» **Exercice proposé 1**
Réécrivez le passage de l’article sur la pièce I Will Return qui commence par "I Will Return, de" et se termine par "annexée en 2014.", en substituant "centre de vacances" à "camp d’été".
» **Exercice proposé 2**
Pour chacune des affirmations suivantes, indiquez si elle concorde avec l’article sur la pièce I Will Return (oui ou non), puis citez les mots de l’article qui permettent de trancher.
(a) La pièce a été écrite à partir d’entretiens avec des adolescents.
(b) La Russie a annexé la Crimée en 2022.
(c) La plupart des enfants emmenés de force sont rentrés chez eux.
» **Exercice proposé 3**
Répondez brièvement aux questions suivantes à l’aide de l’article sur la pièce I Will Return.
(a) Dans quel lieu le public assiste-t-il à la pièce ?
(b) Selon les statistiques officielles du gouvernement, combien d’enfants ont été emmenés de force depuis le début de l’invasion à grande échelle ?
(c) Quelle organisation caritative aide souvent les parents ou tuteurs à récupérer les enfants ?

I Will Return : une pièce de théâtre fait revivre les histoires d'enfants ukrainiens enlevés par la Russie

Source : Charlotte Higgins, The Guardian, 12 octobre 2024, Photo : Julia Kochetova/The Guardian

La pièce de la journaliste Oksana Grytsenko, basée sur des entretiens avec des adolescents, est imprégnée de l’humour noir d’une nation qui vit une tragédie.

Dans un petit théâtre souterrain du centre de Kyiv, un public assiste – tantôt avec une attention parfaitement calme, tantôt avec des éclats de rire – à une histoire si crue et si douloureuse qu’il est difficile de croire qu’elle a déjà trouvé sa place sur scène.

I Will Return, de la dramaturge Oksana Grytsenko, raconte l’histoire de trois enfants ukrainiens qui se retrouvent bloqués, incapables de rentrer chez eux, dans un camp d’été en Crimée illégalement occupée.

L’histoire est un instantané d’un traumatisme national permanent. Les statistiques officielles du gouvernement suggèrent que près de 20 000 enfants ont été emmenés de force dans les régions occupées de l’Ukraine depuis le début de l’invasion à grande échelle, déportés vers la Russie elle-même ou vers des régions telles que la Crimée, que la Russie a annexée en 2014.

Seuls quelques centaines d’entre eux sont rentrés chez eux, lorsque leurs parents ou tuteurs, souvent aidés par l’organisation caritative Save Ukraine, les ont localisés et ont fait le périlleux voyage pour les récupérer. Certains ont changé de nom et ont été proposés à l’adoption.

» **Données fournies**
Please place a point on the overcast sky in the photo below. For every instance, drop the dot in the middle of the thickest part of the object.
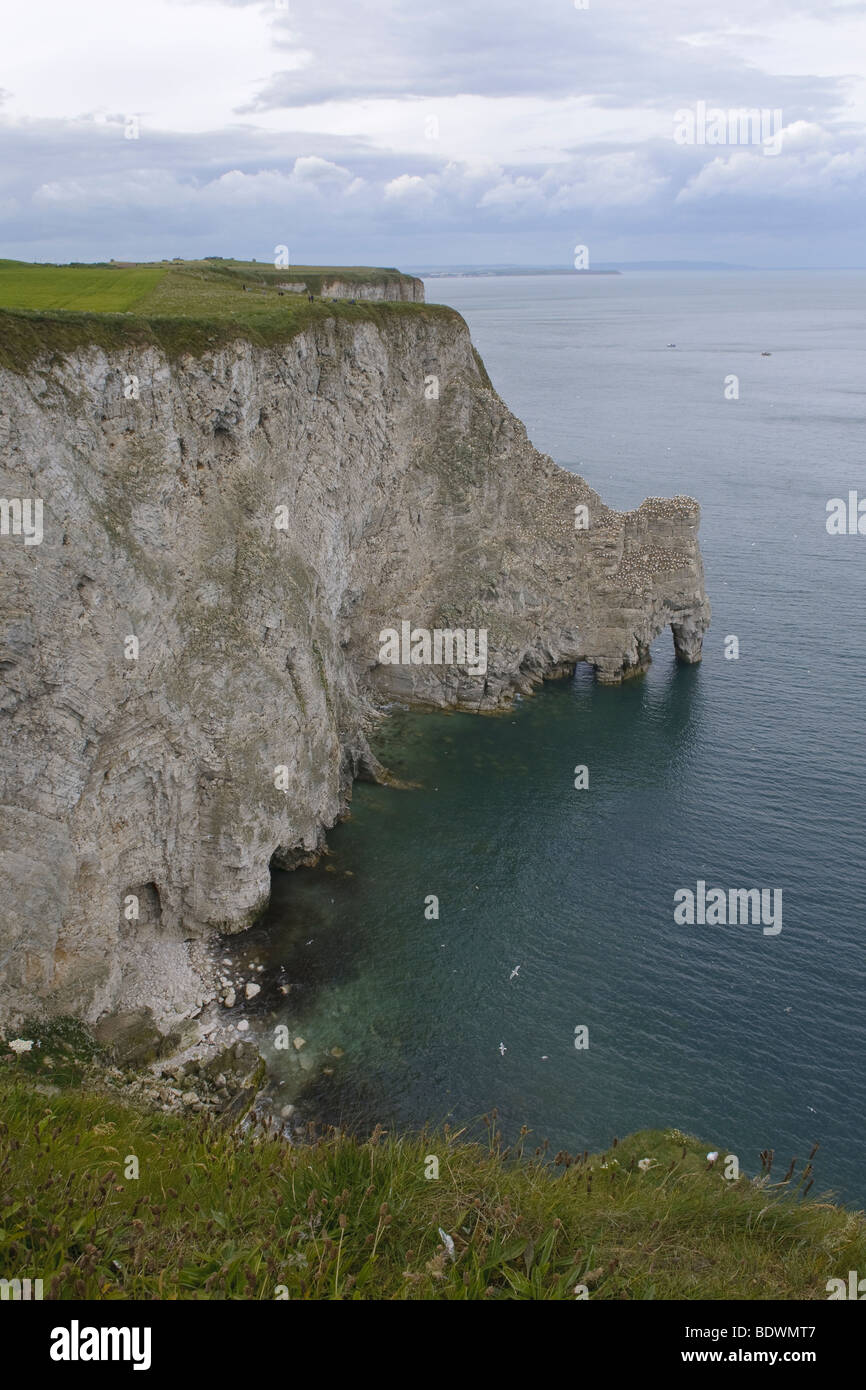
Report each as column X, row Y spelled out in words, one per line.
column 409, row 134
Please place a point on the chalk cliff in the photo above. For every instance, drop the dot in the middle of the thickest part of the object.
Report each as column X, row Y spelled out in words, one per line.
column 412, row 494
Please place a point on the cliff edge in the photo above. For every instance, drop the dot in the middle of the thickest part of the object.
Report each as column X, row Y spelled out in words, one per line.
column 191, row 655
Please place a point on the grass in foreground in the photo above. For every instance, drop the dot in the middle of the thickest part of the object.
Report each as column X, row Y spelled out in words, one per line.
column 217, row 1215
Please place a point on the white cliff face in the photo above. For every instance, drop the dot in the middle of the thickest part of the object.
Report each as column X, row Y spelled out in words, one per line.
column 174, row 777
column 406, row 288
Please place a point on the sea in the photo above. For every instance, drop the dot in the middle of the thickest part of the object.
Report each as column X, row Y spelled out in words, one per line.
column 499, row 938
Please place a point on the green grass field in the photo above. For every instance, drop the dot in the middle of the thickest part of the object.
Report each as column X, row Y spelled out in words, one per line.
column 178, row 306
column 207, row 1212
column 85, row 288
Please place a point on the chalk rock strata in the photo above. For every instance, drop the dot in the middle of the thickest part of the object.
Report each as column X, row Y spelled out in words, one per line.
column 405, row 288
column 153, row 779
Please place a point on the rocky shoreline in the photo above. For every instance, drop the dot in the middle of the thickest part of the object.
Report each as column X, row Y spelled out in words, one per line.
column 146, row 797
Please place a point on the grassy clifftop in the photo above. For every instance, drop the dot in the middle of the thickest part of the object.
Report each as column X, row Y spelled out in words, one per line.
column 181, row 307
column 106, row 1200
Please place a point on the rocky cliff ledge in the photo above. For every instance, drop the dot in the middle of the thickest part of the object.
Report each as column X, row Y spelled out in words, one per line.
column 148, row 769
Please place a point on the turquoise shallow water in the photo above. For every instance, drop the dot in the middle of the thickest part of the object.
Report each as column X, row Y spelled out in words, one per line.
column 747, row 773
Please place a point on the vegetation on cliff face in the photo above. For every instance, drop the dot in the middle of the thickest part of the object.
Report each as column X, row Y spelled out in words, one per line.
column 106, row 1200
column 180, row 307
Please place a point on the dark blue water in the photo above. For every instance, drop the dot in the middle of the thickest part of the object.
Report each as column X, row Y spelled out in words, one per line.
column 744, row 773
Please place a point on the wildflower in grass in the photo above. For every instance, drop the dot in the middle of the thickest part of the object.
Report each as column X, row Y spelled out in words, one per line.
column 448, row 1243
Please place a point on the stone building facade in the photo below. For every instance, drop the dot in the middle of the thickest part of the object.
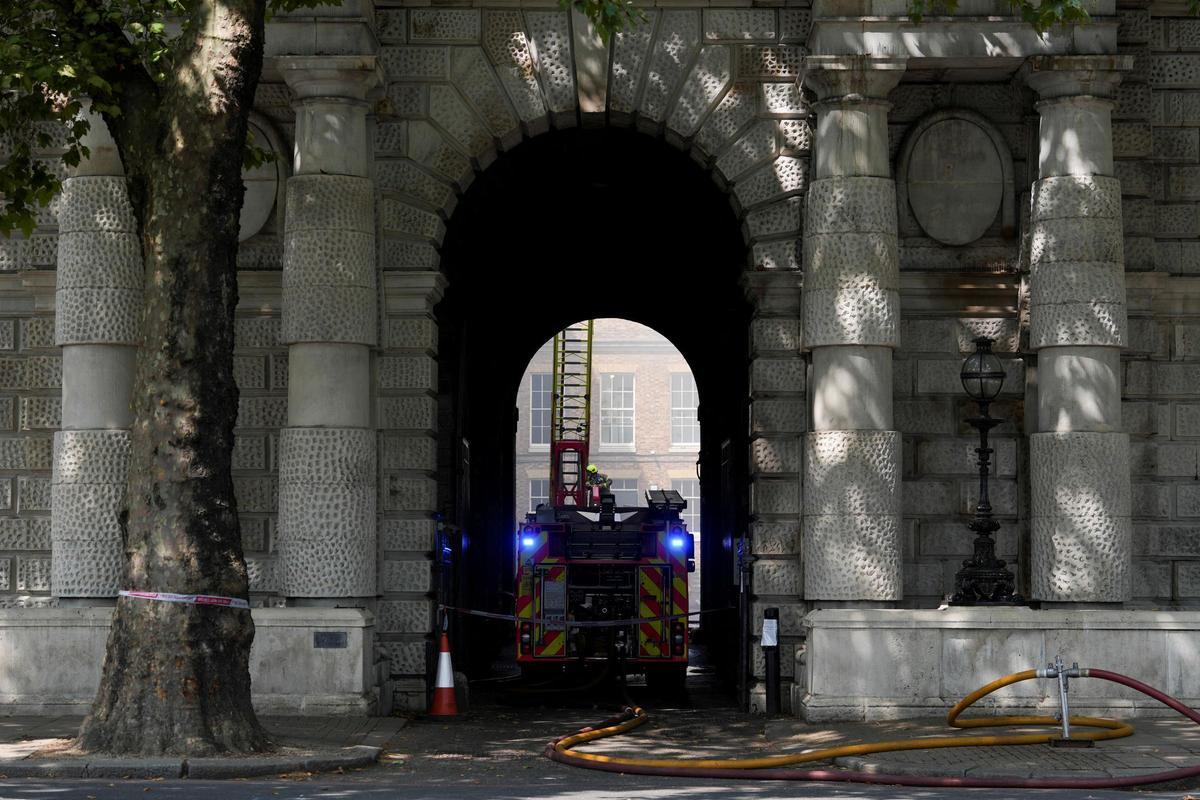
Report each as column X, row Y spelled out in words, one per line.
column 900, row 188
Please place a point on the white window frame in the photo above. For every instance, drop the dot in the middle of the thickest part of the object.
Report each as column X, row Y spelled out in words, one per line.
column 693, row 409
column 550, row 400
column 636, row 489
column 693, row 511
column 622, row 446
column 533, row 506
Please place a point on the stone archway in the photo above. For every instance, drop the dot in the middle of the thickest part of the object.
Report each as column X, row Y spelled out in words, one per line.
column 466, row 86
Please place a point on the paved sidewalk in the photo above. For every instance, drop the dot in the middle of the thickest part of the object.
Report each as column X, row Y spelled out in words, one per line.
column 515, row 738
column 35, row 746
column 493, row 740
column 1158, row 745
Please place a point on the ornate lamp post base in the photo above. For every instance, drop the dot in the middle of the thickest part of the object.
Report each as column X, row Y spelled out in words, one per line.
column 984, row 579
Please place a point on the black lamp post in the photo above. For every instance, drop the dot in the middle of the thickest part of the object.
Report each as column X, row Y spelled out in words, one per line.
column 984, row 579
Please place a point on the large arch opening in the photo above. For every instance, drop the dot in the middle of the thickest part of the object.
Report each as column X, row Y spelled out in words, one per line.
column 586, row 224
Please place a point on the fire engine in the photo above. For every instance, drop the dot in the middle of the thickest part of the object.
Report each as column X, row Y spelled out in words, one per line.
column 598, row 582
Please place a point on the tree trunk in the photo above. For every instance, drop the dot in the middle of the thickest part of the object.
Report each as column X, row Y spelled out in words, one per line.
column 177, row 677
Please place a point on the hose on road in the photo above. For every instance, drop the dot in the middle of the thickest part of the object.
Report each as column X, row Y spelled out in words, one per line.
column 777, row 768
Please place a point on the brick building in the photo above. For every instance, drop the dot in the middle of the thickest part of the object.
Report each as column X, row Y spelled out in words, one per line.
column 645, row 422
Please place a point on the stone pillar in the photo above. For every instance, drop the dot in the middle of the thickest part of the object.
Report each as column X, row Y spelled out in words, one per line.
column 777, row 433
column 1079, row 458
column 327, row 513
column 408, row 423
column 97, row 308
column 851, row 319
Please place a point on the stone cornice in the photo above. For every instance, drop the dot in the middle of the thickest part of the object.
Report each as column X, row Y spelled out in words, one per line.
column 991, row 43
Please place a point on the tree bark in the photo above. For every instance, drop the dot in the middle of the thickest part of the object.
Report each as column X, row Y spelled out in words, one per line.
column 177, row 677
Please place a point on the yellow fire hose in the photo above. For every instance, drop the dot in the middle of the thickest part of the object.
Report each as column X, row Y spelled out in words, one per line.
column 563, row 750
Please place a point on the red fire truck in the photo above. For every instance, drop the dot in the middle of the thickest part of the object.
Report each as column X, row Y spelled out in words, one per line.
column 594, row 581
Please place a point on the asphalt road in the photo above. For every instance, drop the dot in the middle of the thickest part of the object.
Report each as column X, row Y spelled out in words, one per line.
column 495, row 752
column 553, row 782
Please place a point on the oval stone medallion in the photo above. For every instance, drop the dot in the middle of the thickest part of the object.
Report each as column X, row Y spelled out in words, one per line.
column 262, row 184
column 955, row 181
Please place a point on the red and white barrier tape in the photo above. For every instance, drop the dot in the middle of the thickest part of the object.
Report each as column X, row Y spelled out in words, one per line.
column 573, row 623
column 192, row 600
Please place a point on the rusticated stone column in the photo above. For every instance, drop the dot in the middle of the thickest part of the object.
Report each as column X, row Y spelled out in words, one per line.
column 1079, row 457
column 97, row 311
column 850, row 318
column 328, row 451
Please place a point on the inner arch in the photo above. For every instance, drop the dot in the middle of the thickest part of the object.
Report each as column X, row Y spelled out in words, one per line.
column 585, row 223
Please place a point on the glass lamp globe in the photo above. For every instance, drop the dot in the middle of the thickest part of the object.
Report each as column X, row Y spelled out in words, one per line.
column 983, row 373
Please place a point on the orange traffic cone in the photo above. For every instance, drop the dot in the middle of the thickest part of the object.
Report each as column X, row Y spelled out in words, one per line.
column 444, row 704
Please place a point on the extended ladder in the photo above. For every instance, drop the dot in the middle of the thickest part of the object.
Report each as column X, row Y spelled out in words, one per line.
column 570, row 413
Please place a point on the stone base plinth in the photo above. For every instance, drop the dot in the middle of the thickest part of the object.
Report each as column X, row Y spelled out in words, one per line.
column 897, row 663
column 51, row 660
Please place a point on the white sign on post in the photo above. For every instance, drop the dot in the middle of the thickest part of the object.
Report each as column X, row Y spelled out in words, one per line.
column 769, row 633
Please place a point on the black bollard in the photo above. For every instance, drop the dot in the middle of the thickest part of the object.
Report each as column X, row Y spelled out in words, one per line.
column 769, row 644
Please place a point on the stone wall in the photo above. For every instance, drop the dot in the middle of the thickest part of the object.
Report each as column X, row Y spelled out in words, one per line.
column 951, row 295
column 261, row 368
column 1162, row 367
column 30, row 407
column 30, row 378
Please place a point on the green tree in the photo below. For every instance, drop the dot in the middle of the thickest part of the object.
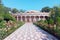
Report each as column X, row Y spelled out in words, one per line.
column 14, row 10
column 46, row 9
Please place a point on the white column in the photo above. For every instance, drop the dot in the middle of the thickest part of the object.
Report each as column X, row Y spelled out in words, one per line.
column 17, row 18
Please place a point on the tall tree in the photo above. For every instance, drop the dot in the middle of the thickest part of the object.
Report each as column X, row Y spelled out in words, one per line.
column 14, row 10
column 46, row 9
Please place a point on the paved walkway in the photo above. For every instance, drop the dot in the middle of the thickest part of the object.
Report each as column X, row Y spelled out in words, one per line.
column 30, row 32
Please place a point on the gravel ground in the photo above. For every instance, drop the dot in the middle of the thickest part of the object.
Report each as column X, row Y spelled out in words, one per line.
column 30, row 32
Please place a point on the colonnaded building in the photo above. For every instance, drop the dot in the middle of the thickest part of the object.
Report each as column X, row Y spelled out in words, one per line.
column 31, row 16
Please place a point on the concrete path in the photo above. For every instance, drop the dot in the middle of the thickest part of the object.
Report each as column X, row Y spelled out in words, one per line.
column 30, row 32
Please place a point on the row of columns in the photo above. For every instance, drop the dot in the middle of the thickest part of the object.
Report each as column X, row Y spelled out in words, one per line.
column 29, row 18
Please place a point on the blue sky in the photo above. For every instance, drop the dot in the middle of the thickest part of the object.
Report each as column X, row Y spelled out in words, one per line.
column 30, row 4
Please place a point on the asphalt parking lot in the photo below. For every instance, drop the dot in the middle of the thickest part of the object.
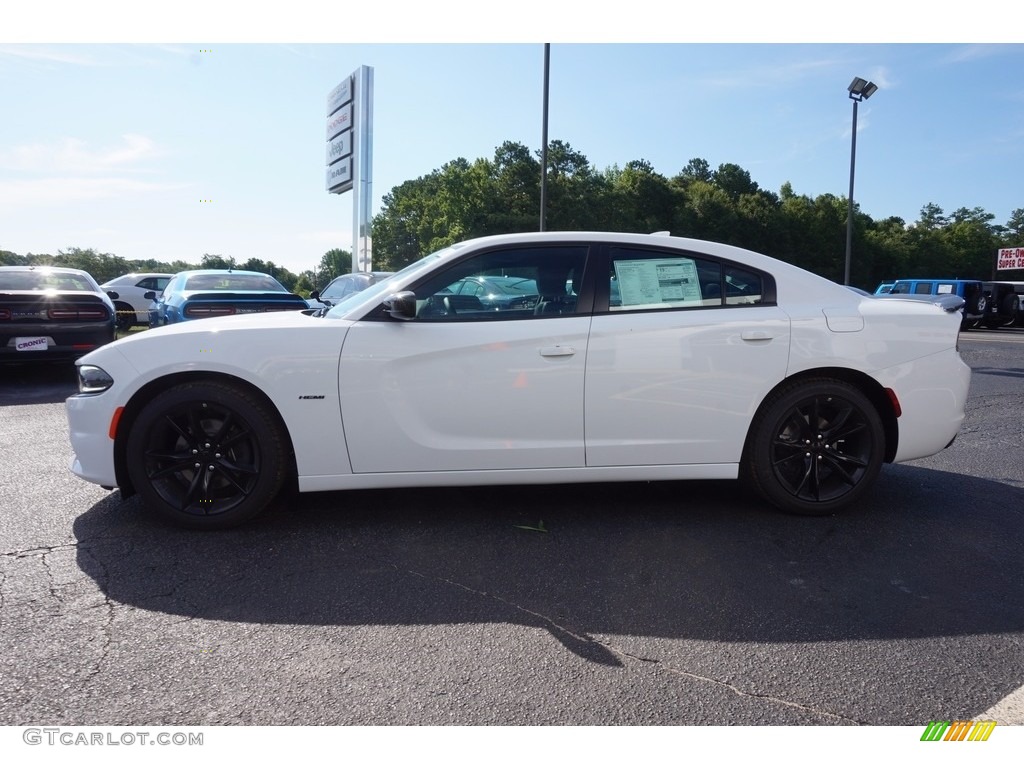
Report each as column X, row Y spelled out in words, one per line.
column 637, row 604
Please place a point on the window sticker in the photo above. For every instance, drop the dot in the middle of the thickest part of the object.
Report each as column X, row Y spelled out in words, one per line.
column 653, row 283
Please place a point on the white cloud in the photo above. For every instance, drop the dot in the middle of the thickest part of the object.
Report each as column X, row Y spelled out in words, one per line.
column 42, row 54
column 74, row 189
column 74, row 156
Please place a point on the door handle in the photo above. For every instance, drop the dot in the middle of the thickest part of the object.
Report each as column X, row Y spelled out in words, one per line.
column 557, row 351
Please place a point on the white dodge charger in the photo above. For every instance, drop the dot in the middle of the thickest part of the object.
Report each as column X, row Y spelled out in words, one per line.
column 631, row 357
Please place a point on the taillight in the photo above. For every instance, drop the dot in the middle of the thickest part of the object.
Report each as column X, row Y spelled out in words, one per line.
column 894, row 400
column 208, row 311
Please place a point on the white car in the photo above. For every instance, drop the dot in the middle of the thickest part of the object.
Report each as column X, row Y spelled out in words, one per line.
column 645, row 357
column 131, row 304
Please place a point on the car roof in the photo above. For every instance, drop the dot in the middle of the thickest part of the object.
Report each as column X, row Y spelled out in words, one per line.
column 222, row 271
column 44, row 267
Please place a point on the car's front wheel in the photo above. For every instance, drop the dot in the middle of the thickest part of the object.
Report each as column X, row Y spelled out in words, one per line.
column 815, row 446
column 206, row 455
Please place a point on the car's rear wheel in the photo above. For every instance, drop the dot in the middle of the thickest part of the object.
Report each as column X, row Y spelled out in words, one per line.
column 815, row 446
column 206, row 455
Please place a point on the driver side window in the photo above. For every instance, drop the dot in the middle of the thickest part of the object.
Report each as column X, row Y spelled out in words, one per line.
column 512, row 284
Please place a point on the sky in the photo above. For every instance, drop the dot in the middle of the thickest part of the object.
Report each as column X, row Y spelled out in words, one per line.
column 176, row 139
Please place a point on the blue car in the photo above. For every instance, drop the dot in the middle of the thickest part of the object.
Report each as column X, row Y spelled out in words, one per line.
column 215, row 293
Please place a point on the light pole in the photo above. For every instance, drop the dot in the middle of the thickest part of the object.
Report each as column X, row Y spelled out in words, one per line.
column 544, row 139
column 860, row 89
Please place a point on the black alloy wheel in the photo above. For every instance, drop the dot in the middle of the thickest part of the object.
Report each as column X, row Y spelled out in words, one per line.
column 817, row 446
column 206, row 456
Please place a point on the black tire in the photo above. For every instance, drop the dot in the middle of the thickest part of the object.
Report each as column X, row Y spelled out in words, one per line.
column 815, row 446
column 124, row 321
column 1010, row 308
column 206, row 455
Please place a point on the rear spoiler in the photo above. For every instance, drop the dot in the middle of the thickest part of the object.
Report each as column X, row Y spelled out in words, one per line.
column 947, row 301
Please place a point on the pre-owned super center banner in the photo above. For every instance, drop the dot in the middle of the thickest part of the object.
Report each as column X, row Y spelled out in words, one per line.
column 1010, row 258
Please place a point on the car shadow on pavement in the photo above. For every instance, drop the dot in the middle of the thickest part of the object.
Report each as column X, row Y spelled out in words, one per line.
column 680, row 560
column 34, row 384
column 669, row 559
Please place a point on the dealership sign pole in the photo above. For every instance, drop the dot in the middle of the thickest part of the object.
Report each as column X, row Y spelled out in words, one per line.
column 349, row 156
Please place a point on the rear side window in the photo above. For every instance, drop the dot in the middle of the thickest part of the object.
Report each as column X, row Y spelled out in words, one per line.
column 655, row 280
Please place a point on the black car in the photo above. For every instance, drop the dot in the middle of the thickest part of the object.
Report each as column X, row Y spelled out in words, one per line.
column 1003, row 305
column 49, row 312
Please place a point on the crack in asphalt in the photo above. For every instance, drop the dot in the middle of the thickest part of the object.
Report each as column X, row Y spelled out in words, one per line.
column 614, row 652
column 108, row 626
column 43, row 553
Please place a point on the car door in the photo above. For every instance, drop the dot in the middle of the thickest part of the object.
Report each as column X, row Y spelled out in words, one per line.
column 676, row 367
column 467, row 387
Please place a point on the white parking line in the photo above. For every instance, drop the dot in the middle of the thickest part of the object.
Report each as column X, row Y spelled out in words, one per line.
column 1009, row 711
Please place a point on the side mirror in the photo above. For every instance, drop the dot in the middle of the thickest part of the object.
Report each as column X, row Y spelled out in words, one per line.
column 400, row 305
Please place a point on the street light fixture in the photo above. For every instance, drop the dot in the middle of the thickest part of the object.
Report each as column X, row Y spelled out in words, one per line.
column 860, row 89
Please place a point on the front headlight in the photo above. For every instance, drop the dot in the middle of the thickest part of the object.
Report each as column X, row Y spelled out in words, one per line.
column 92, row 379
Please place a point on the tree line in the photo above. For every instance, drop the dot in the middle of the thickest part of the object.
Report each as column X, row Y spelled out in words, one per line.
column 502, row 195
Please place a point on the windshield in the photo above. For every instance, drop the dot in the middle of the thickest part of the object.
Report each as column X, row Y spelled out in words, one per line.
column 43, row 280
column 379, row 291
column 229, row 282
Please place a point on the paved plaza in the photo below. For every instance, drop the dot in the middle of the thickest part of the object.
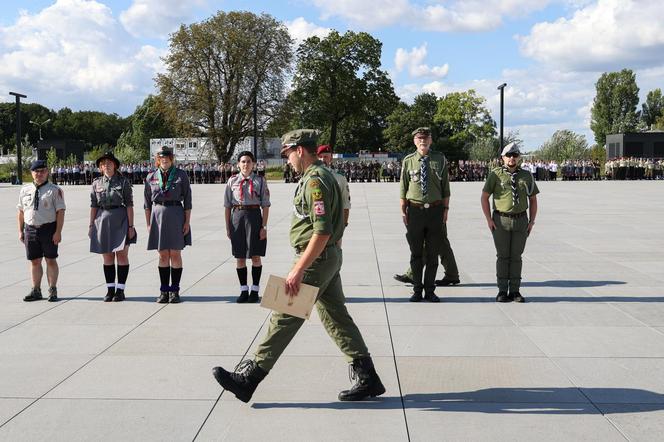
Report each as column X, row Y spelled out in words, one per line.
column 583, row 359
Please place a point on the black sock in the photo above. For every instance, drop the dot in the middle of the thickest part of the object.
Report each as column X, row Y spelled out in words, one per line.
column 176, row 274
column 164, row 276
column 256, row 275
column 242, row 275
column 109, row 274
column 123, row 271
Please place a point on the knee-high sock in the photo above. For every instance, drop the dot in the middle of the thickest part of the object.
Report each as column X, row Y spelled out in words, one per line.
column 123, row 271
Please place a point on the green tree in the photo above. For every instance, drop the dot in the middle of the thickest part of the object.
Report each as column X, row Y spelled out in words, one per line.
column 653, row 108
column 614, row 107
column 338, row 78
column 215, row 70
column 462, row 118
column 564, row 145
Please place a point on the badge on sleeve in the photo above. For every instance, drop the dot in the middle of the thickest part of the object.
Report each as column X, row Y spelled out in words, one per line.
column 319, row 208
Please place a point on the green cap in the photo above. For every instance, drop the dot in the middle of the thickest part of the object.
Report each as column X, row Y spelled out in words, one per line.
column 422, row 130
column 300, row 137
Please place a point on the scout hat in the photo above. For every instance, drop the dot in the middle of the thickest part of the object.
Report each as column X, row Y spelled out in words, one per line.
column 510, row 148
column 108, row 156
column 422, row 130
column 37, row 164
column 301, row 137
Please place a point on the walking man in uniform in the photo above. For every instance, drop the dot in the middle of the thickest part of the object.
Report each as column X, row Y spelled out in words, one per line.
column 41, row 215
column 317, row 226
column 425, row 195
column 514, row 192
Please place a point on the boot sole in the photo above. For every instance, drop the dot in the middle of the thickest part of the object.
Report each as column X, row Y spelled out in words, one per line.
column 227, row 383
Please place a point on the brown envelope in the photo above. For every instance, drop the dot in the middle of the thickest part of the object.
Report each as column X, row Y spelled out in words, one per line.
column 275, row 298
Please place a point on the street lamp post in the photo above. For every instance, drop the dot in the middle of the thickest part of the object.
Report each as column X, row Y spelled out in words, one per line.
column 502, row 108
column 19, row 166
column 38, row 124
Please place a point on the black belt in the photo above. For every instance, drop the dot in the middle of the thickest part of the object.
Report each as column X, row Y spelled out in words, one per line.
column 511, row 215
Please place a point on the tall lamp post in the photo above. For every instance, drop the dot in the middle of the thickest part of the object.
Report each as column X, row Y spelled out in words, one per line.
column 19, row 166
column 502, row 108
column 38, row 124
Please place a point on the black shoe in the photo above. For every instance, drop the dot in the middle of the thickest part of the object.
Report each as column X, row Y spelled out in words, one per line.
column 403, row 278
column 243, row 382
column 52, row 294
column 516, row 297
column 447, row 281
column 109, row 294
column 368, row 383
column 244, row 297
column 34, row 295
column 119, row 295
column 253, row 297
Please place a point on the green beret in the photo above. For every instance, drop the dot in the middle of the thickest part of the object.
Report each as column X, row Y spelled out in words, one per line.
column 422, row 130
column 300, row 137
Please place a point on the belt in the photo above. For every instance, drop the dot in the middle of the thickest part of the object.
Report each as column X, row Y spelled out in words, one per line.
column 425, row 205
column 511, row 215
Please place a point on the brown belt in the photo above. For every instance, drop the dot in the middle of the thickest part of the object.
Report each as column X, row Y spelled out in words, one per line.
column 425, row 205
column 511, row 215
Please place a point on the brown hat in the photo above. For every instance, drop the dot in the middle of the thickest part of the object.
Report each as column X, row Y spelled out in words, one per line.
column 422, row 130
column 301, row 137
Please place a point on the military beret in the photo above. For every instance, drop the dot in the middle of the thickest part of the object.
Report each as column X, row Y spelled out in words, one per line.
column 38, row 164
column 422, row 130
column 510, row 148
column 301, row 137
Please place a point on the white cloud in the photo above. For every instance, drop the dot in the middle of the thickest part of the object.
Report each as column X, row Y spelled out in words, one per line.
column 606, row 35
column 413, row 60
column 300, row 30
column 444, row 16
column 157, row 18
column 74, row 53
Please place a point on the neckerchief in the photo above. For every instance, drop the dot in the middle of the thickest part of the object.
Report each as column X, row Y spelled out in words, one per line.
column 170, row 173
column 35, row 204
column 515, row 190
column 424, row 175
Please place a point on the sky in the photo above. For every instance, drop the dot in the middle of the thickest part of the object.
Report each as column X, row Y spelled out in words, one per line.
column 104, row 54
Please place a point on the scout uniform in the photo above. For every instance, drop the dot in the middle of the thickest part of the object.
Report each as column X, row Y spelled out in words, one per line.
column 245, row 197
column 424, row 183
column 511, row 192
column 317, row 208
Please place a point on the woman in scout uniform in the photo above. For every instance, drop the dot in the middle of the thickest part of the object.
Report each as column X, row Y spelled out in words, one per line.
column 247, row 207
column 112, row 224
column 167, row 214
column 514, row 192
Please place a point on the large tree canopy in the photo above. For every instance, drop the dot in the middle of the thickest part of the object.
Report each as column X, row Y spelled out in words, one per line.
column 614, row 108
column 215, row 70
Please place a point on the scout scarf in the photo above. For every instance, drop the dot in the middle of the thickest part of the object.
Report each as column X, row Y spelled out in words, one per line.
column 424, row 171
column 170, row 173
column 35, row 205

» **Corrigé 1**
I Will Return, de la dramaturge Oksana Grytsenko, raconte l’histoire de trois enfants ukrainiens qui se retrouvent bloqués, incapables de rentrer chez eux, dans un centre de vacances en Crimée illégalement occupée.

L’histoire est un instantané d’un traumatisme national permanent. Les statistiques officielles du gouvernement suggèrent que près de 20 000 enfants ont été emmenés de force dans les régions occupées de l’Ukraine depuis le début de l’invasion à grande échelle, déportés vers la Russie elle-même ou vers des régions telles que la Crimée, que la Russie a annexée en 2014.

» **Corrigé 2**
(a) Oui : « basée sur des entretiens avec des adolescents ».
(b) Non : « la Crimée, que la Russie a annexée en 2014 ».
(c) Non : « Seuls quelques centaines d’entre eux sont rentrés chez eux ».

» **Corrigé 3**
(a) Dans un petit théâtre souterrain du centre de Kyiv.
(b) Près de 20 000 enfants.
(c) Save Ukraine.